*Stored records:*
::::::::

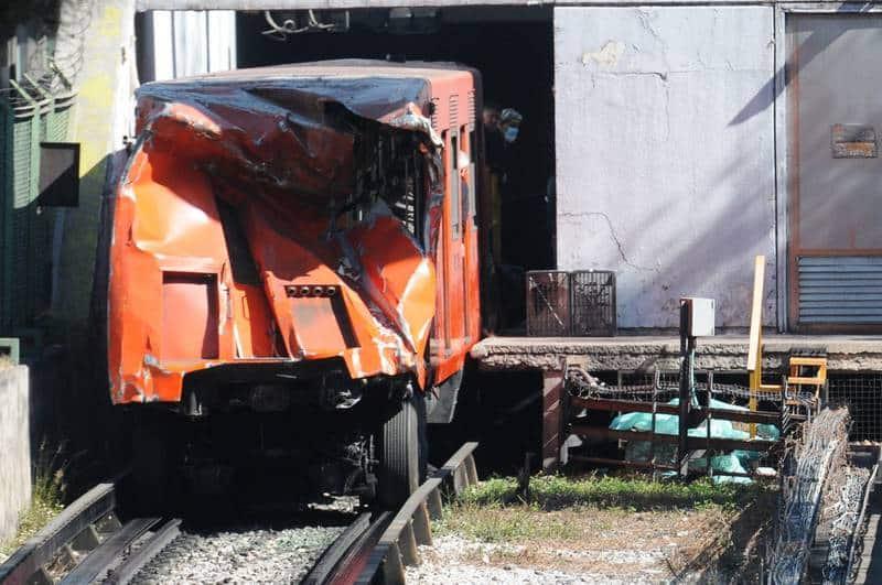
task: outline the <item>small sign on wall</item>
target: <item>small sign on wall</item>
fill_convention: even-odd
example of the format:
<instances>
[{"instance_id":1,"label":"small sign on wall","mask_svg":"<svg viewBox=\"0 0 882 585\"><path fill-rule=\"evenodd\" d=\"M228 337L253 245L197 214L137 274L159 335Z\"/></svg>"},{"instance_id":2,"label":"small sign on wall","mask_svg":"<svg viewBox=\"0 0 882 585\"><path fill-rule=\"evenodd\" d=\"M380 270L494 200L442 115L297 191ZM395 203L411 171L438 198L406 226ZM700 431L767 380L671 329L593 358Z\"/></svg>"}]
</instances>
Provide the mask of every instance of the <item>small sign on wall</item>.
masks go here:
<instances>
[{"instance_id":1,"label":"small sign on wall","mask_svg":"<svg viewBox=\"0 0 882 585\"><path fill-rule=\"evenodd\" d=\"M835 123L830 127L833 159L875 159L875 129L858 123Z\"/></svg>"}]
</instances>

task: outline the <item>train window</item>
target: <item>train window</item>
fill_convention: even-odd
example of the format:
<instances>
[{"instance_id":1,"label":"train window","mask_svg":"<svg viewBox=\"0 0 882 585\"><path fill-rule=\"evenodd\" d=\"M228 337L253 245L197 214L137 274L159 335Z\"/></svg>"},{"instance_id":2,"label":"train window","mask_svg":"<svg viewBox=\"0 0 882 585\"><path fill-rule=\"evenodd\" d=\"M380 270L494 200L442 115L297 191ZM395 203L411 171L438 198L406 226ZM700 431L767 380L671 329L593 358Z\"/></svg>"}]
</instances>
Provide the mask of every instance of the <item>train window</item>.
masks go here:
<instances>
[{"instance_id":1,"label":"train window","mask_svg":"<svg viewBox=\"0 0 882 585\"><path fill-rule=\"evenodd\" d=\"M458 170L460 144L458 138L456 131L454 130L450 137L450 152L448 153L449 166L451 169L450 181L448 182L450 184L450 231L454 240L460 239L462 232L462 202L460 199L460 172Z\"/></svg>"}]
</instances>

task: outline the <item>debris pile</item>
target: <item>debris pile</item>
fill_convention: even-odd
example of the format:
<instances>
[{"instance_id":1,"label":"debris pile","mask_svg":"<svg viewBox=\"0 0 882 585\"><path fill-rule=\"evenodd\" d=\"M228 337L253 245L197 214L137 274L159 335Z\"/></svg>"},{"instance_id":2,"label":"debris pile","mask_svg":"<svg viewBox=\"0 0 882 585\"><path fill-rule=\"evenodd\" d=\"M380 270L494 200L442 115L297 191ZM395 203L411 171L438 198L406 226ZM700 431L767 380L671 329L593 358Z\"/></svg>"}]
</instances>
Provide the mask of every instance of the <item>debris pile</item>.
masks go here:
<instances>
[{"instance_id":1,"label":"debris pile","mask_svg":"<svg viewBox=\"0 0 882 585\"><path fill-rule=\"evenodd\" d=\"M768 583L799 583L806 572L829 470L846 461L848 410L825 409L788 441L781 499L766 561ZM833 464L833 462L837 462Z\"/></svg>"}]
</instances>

::::::::

*Goal:* Retype all of the items above character for character, leaving the pictures out.

*Response to this task:*
task: outline the <item>small sign on wall</item>
target: <item>small sign on wall</item>
fill_convention: even-odd
example of the format:
<instances>
[{"instance_id":1,"label":"small sign on wall","mask_svg":"<svg viewBox=\"0 0 882 585\"><path fill-rule=\"evenodd\" d=\"M228 337L253 245L197 214L137 274L159 335Z\"/></svg>"},{"instance_id":2,"label":"small sign on wall","mask_svg":"<svg viewBox=\"0 0 882 585\"><path fill-rule=\"evenodd\" d=\"M380 270L494 200L442 115L297 191ZM395 203L411 171L438 198L406 226ZM700 431L767 380L671 329L593 358Z\"/></svg>"}]
</instances>
Provide the mask of every instance of the <item>small sign on wall</item>.
masks go here:
<instances>
[{"instance_id":1,"label":"small sign on wall","mask_svg":"<svg viewBox=\"0 0 882 585\"><path fill-rule=\"evenodd\" d=\"M835 123L830 127L833 159L875 159L875 129L858 123Z\"/></svg>"}]
</instances>

task: outline the <item>train window</item>
target: <item>train window</item>
fill_convention: even-odd
example of the format:
<instances>
[{"instance_id":1,"label":"train window","mask_svg":"<svg viewBox=\"0 0 882 585\"><path fill-rule=\"evenodd\" d=\"M228 337L253 245L197 214L137 274L159 335Z\"/></svg>"},{"instance_id":2,"label":"train window","mask_svg":"<svg viewBox=\"0 0 882 585\"><path fill-rule=\"evenodd\" d=\"M380 270L494 200L442 115L297 191ZM395 203L411 171L438 198L406 226ZM700 431L767 380L671 329L593 358Z\"/></svg>"}]
</instances>
Provide the mask of every instance of the <item>train window</item>.
masks go here:
<instances>
[{"instance_id":1,"label":"train window","mask_svg":"<svg viewBox=\"0 0 882 585\"><path fill-rule=\"evenodd\" d=\"M458 170L460 144L458 138L456 131L454 130L450 137L450 152L448 153L449 166L451 169L450 181L448 182L450 184L450 231L454 240L460 239L462 232L462 202L460 199L460 172Z\"/></svg>"}]
</instances>

task: outline the <item>debris pile</item>
target: <item>debris pile</item>
fill_convention: even-odd
example of the format:
<instances>
[{"instance_id":1,"label":"debris pile","mask_svg":"<svg viewBox=\"0 0 882 585\"><path fill-rule=\"evenodd\" d=\"M228 337L253 245L197 214L137 274L159 335Z\"/></svg>"},{"instance_id":2,"label":"debris pile","mask_svg":"<svg viewBox=\"0 0 882 585\"><path fill-rule=\"evenodd\" d=\"M380 270L494 200L442 115L297 191ZM395 203L411 171L438 198L406 226ZM700 431L767 380L671 329L593 358Z\"/></svg>"}]
</instances>
Provide the mask of every instance of the <item>debris pile</item>.
masks go here:
<instances>
[{"instance_id":1,"label":"debris pile","mask_svg":"<svg viewBox=\"0 0 882 585\"><path fill-rule=\"evenodd\" d=\"M768 583L799 583L806 572L829 470L846 461L848 410L825 409L788 441L781 499L766 561ZM833 464L833 462L837 462Z\"/></svg>"}]
</instances>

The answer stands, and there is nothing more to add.